(Extracted material Opens)

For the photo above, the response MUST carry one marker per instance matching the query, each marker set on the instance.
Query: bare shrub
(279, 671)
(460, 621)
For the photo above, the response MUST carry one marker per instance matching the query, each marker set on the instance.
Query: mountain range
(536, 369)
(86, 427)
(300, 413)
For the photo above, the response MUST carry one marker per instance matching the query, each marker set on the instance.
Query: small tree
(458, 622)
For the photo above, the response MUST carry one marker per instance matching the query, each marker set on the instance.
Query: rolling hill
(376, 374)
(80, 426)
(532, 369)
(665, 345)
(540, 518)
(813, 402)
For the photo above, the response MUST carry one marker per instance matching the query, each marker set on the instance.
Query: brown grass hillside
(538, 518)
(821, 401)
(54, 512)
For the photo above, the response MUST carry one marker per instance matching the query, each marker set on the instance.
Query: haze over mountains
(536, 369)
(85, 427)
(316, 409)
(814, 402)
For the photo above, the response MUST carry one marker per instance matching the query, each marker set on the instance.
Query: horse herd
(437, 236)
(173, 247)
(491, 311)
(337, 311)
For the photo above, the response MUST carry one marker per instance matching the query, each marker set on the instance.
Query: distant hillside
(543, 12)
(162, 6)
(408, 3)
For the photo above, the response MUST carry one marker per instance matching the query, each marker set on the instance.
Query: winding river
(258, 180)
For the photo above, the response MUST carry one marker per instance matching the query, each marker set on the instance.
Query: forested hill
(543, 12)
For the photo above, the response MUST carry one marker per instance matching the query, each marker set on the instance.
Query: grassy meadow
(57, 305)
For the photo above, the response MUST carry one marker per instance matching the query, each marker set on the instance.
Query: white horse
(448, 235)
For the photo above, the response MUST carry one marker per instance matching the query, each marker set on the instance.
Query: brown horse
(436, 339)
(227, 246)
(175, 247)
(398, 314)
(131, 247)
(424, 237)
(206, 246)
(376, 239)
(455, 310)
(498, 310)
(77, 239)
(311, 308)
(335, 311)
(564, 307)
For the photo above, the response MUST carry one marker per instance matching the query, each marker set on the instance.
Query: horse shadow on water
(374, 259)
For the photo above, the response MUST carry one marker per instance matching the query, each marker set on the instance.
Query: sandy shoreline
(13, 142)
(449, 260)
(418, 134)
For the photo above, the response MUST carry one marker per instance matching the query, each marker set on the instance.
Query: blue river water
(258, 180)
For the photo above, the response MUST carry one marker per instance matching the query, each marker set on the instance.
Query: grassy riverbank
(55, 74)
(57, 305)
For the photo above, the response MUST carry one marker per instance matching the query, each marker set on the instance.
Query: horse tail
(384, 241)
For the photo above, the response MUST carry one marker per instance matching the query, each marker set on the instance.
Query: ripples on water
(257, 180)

(Extracted material Closes)

Work item:
All entries above should be duplicated exactly, none omitted.

Task output:
For the photo above, the response MUST carry one marker per instance matching the query, each marker set on the instance.
Query: bare shrub
(279, 671)
(460, 621)
For the photo above, the response MUST carry one marker per instance matching the query, each marker set on the instance.
Query: mountain range
(536, 369)
(86, 427)
(300, 413)
For the photo above, the response MUST carry one marker per instance matching the query, each marker set on the instance.
Query: small tree
(458, 622)
For the photo above, the response MUST carry one marker per instance matching the query, each marker set on the instance.
Query: rolling hill
(376, 374)
(80, 426)
(532, 369)
(665, 345)
(540, 518)
(813, 402)
For the photo above, the response MUST carry one marker per instance matching the query, each marker set on the instance.
Query: brown grass hillside
(538, 518)
(821, 401)
(54, 512)
For the photo above, the response MUST carry one marker per instance matching the query, each marker set on the instance.
Query: haze over mountains
(536, 369)
(85, 427)
(316, 409)
(814, 402)
For the photo above, the response MUST carry one marker per instance matching the query, each marker set on the instance.
Query: horse herd
(437, 236)
(173, 247)
(491, 311)
(337, 311)
For the photo above, the response MUST carry one marker per instance matching the query, each marker set on the instance.
Query: distant hillside
(543, 12)
(162, 6)
(408, 3)
For the photo above, the response MUST carry one marker per instance matching the query, each marker set on the instance.
Query: winding river
(258, 180)
For the photo above, the response MUST carry one marker per instance matching the query, each marker set on the instance.
Query: forested hill
(543, 12)
For the photo above, the response MUST carry one marker per instance matching the query, each marker set on the instance.
Query: grassy meadow
(57, 305)
For the photo above, the response MUST carry one marker per instance matching the query, each marker set on the instance.
Query: white horse
(448, 235)
For the photo above, the response MUST carry one marker per instance matching the query, each marker set on the instance.
Query: brown horse
(436, 339)
(227, 246)
(175, 247)
(398, 314)
(131, 247)
(424, 237)
(206, 246)
(376, 239)
(455, 310)
(498, 310)
(77, 239)
(311, 308)
(335, 311)
(564, 307)
For the photo above, the response MUST carry one marker per instance matching the query, each marker set on the instance.
Query: horse shadow on water
(374, 259)
For the photo above, the response MUST carry one marker per instance matching the query, each marker set on the instance.
Query: sandy shoreline
(13, 142)
(449, 260)
(418, 134)
For the photo above, the response MUST carry one marker per instance matching the query, each marker set on the instance.
Query: blue river water
(258, 180)
For the photo above, the response MUST carry one marker per instance matching the query, each marker set on the instance.
Query: grassy riverbank
(55, 74)
(57, 305)
For the photo above, the response MUST carry one marker per instance matching the query, each marker set on the instance.
Query: horse tail
(384, 241)
For the photo above, the response MUST carry one marker per instance matching the query, each marker set on the instance.
Query: ripples on water
(257, 180)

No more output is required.